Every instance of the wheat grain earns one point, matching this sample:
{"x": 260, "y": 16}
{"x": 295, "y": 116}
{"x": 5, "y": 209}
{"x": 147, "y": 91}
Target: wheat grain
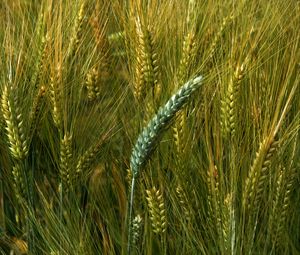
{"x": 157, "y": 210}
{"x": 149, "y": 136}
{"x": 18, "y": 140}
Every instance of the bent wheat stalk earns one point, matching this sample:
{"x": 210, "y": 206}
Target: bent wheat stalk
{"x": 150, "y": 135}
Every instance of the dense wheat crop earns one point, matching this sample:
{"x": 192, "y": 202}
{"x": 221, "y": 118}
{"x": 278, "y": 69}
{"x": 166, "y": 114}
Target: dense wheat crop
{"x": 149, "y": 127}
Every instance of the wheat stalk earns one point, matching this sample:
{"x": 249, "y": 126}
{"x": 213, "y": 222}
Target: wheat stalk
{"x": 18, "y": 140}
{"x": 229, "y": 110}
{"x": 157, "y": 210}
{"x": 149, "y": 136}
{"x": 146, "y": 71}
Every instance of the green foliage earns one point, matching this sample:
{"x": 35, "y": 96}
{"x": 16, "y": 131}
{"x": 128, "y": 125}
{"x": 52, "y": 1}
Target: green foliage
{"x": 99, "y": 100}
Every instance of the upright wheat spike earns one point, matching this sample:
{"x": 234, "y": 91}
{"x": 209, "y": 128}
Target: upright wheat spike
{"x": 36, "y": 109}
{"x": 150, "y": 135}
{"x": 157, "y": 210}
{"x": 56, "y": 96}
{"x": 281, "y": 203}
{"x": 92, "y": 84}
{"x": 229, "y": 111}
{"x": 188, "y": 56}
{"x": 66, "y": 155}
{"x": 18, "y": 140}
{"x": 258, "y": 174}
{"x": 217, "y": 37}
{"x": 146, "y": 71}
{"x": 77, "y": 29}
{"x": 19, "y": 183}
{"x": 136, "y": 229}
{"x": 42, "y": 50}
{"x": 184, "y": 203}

+-------+

▶ **What you need to do**
Transcribe all of the lines above verbatim, leaving out the pictures.

▶ **Task solution**
Every instance of the wheat grain earns one point, matching this sample:
{"x": 260, "y": 16}
{"x": 295, "y": 116}
{"x": 5, "y": 209}
{"x": 147, "y": 91}
Target: wheat grain
{"x": 157, "y": 210}
{"x": 149, "y": 136}
{"x": 18, "y": 140}
Every instance of the bent wheat stalk earns one point, matching this sample:
{"x": 210, "y": 206}
Target: bent wheat stalk
{"x": 150, "y": 135}
Every instance of the dense wheat crop earns one point, matching this sample:
{"x": 192, "y": 202}
{"x": 221, "y": 118}
{"x": 278, "y": 69}
{"x": 166, "y": 114}
Target: dense wheat crop
{"x": 149, "y": 127}
Every instance of the wheat stalk earns one point, matching this sample:
{"x": 249, "y": 126}
{"x": 213, "y": 222}
Target: wheat stalk
{"x": 18, "y": 140}
{"x": 229, "y": 110}
{"x": 157, "y": 210}
{"x": 149, "y": 136}
{"x": 146, "y": 71}
Every instance of the green foliage earns one point, matching this sample:
{"x": 35, "y": 96}
{"x": 16, "y": 131}
{"x": 128, "y": 125}
{"x": 52, "y": 1}
Target: green foliage
{"x": 99, "y": 100}
Every instance of the upright wheat spike earns one point, matching this sample:
{"x": 234, "y": 91}
{"x": 209, "y": 128}
Target: upright wheat spike
{"x": 36, "y": 109}
{"x": 150, "y": 135}
{"x": 157, "y": 210}
{"x": 56, "y": 96}
{"x": 281, "y": 203}
{"x": 92, "y": 84}
{"x": 229, "y": 111}
{"x": 188, "y": 56}
{"x": 66, "y": 155}
{"x": 18, "y": 140}
{"x": 258, "y": 174}
{"x": 217, "y": 37}
{"x": 146, "y": 71}
{"x": 77, "y": 29}
{"x": 19, "y": 183}
{"x": 136, "y": 229}
{"x": 42, "y": 50}
{"x": 184, "y": 203}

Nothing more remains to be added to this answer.